Yargıtay Kararı 15. Hukuk Dairesi 2013/7063 E. 2014/5027 K. 08.09.2014 T.

YARGITAY KARARI
DAİRE : 15. Hukuk Dairesi
ESAS NO : 2013/7063
KARAR NO : 2014/5027
KARAR TARİHİ : 08.09.2014

Mahkemesi : Diyarbakır 1. Asliye Hukuk Hakimliği
Tarihi : 10.09.2013
Numarası : 2012/146-2013/480

Yukarıda tarih ve numarası yazılı hükmün temyizen tetkiki asıl ve birleşen davada davacı vekili tarafından istenmiş ve temyiz dilekçesinin süresi içinde verildiği anlaşılmış olmakla dosyadaki kağıtlar okundu gereği konuşulup düşünüldü:

– K A R A R –

Dava ve birleşen dava eser sözleşmesinden kaynaklanan idare zararı alacağının tahsili istemine ilişkindir.
Yerel mahkemede görülen davanın yapılan açık yargılaması sonucunda asıl ve birleşen davanın reddine karar verilmiş, hüküm davacı vekilince temyiz edilmiştir.

#### Sağlanan Veriler:
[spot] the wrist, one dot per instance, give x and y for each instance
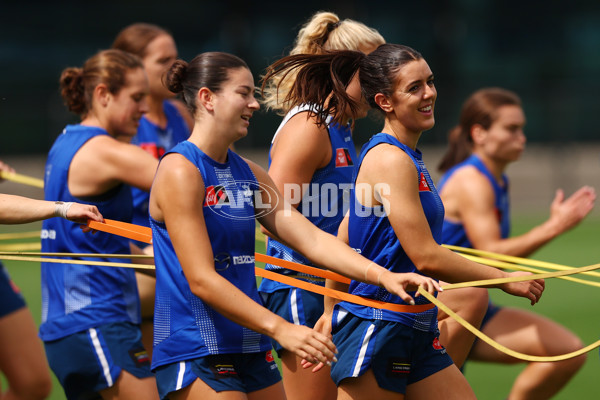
(61, 208)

#### Yazılı Soru A:
Yargıtay kararında tamamı büyük harfle yazılan ve değeri iki nokta üst üsteden sonra gelen alan adlarını metindeki sırayla listeleyin.
#### Yazılı Soru B:
Yargıtay kararının metnini son cümlesinden sonra gelecek biçimde sürdürün.

#### Alıştırma Cevabı A:
DAİRE
ESAS NO
KARAR NO
KARAR TARİHİ

#### Alıştırma Cevabı B:
Asıl davada davalı yüklenici C.. Y.. davacı iş sahibi Orman Genel Müdürlüğü’ne ait Diyarbakır ve Mardin Kent Ormanı Onarım ve Yapım İşini, Diyarbakır ve Mardin Orman İşletme Şefliği Hizmet Evleri Onarım İşini ve Merkez Kent Ormanı ve Mardin Kent Ormanı Muhtelif İnşaat İşlerinin yapımını ihale sonucunda almış, yanlar arasında 10.12.2010, 24.11.2010 ve 14.09.2010 tarihli üç ayrı sözleşme düzenlenmiştir.
Davalı yüklenici işe başlamış edimini önemli oranda ifa etmiştir.
Uyuşmazlık bahse konu işlerin bir kısmının hiç yapılmadığı, bir kısmının ise teknik şartnamesine, bilim ve fen kurallarına aykırı şekilde eksik ve ayıplı yapılmış olmasına rağmen, asıl davada davalı yüklenici ile birleşen dava dosyasında davalı idare elemanları arasında muvazaa nedeni ile eksiksiz ve ayıpsız yapılıp teslim- tesellüm gibi kabullerinin yapılarak davalı yüklenciye 347.752,88 TL tutarında yersiz ve haksız ödeme yapıldığı iddiasıyla ilgili noktada toplanmaktadır.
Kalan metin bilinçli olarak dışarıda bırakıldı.